Count the lines in the data below that contain the string "wire", treating uppercase and lowercase letters as different, and give only the number.

*PROVIDED ENTRIES*.
□ □ □
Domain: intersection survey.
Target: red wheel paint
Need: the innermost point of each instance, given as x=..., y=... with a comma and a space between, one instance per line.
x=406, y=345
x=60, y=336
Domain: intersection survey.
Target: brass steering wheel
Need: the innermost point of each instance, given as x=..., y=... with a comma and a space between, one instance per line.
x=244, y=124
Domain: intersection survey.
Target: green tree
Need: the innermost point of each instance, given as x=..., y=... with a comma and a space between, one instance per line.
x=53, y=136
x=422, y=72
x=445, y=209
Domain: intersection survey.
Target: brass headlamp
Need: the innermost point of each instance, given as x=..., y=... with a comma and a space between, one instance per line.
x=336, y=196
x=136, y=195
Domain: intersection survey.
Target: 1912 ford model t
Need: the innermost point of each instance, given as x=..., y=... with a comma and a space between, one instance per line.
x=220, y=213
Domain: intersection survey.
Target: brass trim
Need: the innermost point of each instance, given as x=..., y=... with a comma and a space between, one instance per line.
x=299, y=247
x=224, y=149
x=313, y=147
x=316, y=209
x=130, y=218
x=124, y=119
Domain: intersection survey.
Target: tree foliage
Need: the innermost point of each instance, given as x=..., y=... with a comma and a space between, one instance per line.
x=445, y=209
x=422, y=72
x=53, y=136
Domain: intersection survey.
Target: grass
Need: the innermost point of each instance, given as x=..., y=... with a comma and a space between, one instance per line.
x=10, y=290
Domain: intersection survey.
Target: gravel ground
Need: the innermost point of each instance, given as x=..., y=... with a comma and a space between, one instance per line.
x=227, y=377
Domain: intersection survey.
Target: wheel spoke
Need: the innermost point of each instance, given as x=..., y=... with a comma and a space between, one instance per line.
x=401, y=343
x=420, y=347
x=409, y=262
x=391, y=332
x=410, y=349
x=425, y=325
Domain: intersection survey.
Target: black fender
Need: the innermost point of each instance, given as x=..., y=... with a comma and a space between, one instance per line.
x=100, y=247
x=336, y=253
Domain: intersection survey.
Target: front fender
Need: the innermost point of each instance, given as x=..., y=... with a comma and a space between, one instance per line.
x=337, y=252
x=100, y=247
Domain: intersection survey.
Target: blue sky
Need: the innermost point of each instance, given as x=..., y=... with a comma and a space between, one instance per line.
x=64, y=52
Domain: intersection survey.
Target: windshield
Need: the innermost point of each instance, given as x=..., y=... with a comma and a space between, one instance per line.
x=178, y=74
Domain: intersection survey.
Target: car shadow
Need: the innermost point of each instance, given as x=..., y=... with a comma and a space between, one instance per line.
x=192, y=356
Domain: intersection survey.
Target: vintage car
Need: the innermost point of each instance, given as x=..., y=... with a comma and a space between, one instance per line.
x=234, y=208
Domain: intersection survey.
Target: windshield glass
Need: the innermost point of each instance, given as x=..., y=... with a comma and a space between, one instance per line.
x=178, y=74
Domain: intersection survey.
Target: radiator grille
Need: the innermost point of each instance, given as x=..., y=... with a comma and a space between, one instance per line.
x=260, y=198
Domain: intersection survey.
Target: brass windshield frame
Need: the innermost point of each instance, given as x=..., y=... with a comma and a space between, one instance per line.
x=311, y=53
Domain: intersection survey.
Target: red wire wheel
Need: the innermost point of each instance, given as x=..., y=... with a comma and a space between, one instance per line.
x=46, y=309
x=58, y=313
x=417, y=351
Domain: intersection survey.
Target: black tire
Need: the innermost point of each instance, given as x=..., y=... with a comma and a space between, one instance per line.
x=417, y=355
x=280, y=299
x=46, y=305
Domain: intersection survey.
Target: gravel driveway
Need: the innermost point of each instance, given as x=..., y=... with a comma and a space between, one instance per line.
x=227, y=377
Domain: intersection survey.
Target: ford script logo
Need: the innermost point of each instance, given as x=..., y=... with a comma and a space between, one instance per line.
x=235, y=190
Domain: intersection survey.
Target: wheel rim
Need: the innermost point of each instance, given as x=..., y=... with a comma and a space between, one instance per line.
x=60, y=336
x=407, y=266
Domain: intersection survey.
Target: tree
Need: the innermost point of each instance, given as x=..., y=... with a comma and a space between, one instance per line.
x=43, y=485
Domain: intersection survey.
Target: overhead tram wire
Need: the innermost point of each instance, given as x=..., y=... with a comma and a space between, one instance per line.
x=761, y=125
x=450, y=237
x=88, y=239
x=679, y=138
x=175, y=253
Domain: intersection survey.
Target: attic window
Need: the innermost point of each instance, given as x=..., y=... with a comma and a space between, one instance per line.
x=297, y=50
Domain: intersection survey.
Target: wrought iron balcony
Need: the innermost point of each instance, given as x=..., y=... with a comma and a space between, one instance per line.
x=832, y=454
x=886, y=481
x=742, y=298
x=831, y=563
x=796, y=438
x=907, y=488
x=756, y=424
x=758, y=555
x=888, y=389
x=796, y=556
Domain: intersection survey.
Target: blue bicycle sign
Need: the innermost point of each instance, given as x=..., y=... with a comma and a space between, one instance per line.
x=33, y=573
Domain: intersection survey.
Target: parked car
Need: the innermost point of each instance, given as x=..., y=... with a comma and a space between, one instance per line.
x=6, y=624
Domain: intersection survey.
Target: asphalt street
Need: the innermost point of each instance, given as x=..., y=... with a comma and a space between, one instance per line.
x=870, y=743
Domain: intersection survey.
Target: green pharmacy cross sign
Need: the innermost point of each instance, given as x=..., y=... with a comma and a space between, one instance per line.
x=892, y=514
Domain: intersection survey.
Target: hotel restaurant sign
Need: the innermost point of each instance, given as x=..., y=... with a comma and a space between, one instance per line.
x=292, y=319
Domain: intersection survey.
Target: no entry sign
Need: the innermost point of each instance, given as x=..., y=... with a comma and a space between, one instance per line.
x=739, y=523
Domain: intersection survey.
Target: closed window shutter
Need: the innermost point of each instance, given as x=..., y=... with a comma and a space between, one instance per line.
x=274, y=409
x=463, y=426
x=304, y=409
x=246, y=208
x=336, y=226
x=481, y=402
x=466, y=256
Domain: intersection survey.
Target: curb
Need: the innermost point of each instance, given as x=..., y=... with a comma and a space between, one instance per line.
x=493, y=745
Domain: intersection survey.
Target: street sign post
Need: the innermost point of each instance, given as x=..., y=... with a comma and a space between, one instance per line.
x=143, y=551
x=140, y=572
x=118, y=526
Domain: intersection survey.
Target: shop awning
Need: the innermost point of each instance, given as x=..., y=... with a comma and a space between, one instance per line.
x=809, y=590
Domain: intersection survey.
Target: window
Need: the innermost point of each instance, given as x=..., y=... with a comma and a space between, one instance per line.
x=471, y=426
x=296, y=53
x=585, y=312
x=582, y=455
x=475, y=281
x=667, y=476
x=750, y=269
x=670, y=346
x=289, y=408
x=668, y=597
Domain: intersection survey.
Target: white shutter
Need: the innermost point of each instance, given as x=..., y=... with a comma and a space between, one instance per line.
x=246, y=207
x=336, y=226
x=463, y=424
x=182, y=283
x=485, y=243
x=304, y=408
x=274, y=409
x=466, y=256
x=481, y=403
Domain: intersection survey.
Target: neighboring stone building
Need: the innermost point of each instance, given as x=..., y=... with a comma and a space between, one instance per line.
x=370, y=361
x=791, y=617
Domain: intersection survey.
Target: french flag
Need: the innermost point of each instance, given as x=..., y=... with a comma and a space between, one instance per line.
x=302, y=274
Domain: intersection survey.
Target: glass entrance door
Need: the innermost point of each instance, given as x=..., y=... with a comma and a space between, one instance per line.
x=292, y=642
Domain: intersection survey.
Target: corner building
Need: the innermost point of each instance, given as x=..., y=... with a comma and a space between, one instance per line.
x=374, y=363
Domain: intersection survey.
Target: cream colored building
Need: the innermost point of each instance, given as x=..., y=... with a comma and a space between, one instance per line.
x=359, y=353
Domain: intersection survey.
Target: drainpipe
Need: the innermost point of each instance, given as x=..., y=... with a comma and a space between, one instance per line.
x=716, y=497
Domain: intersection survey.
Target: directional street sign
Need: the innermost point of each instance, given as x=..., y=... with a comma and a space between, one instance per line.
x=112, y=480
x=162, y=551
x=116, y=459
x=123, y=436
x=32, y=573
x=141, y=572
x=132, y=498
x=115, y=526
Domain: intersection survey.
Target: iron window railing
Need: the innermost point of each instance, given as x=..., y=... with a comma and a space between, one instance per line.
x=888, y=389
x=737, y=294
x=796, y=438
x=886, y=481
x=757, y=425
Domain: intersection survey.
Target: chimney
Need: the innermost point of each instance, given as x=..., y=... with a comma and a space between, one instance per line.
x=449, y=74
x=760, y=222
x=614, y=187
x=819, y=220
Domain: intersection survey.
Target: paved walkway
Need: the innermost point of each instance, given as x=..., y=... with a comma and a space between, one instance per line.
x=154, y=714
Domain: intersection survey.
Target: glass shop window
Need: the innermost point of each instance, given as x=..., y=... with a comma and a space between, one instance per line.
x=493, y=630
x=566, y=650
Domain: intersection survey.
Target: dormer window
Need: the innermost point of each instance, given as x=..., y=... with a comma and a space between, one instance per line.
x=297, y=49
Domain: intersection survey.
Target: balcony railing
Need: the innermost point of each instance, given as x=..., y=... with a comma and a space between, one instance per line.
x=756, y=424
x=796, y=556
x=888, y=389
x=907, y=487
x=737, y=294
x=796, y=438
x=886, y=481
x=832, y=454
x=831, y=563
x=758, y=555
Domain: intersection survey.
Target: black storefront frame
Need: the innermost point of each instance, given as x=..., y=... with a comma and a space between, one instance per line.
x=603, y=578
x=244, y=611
□ □ □
*COMPLETE RESPONSE*.
2